- **Passage given**:
-*-
At the start of the 2017-2018 academic year in September, Erdogan
returned to his old school, now renamed the Recep Tayyip Erdogan
Anatolian Imam Hatip upper school after an $11 million redevelopment. He
recalled the "tough days" of his childhood and the spirit in the school
that drove its students to success.
"The joint goal of all education and our teaching system is to bring up
good people with respect for their history, culture and values," Erdogan
told flag-waving children at a ceremony to mark the reopening of the
school.

Erdogan has said one of his goals is to forge a "pious generation" in
predominantly Muslim Turkey "that will work for the construction of a
new civilization." His recent speeches have emphasized Turkey's Ottoman
history and domestic achievements over Western ideas and influences.
Reviving Imam Hatip, or Imam and Preacher, schools is part of Erdogan's
drive to put religion at the heart of national life after decades of
secular dominance, and his old school is just one beneficiary of a
government program to pump billions of dollars into religious education.
(Graphic of education spending: http://tmsnrt.rs/2DqHD0k)
A Reuters review of government budget and investment plans shows that
spending on Imam Hatip upper schools for boys and girls aged 14 to 18
will double to 6.57 billion lira ($1.68 billion) in 2018 - nearly a
quarter of the total upper schools budget. Although the 645,000 Imam
Hatip students make up only 11 percent of the total upper school
population, they receive 23 percent of funding - double the spend per
pupil at mainstream schools.
-*-
- **Rows**:
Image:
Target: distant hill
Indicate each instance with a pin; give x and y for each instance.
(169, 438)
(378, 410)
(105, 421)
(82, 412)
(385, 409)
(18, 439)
-*-
- **Tasks to carry out**:
A - Please repeat the passage on Turkey's Imam Hatip schools word for word, starting at "Erdogan has said" and ending at "into religious education.".
B - Write what comes next in the passage on Turkey's Imam Hatip schools, picking up after its last sentence.

- **Results in order**:
A -
Erdogan has said one of his goals is to forge a "pious generation" in
predominantly Muslim Turkey "that will work for the construction of a
new civilization." His recent speeches have emphasized Turkey's Ottoman
history and domestic achievements over Western ideas and influences.
Reviving Imam Hatip, or Imam and Preacher, schools is part of Erdogan's
drive to put religion at the heart of national life after decades of
secular dominance, and his old school is just one beneficiary of a
government program to pump billions of dollars into religious education.

B -
Since 2012, when Imam Hatip education was extended to middle schools for
pupils aged 10 to 14, total pupil numbers have risen fivefold to 1.3
million students in over 4,000 schools. The government intends to
complete construction of 128 Imam Hatip upper schools in 2018 and has
plans to build a further 50, the budget and investment plans show.
Turkey has also increased religious education teaching at regular state
schools, some of which have been converted into Imam Hatip schools. The
government declined to say how many.
But for all the extra cash they receive, the Islamic schools are
underperforming the regular ones, key metrics show.
The education ministry didn't respond to questions about the expansion
of Imam Hatip schools. Education Minister Ismet Yilmaz has said
previously that the government is responding to popular demand by
opening new Imam Hatip schools. "We are doing whatever our citizens
say," he said at a ground-breaking ceremony for a school mosque in
December.
(For a graphic of school locations: http://tmsnrt.rs/2DobSV3)

An official in the president's office referred Reuters to Erdogan's
public remarks on Imam Hatip schools and declined to comment further. A
government adviser said, "Islam is not being forced on people. It is not
a matter of saying everyone should go to Imam Hatips. We are just
providing an opportunity to those families who want to send their
children to Imam Hatips."
The expansion of religious education is unsettling some Turks.
Interviews with two dozen parents, teachers and education officials
point to deep divisions over the role of Islam in education. Some
secularist parents say the Islamist school movement is robbing their
children of resources and opportunity. Those differences are part of a
wider disagreement between liberal and secular sections of society and
Erdogan's support base of conservative, pious Turks.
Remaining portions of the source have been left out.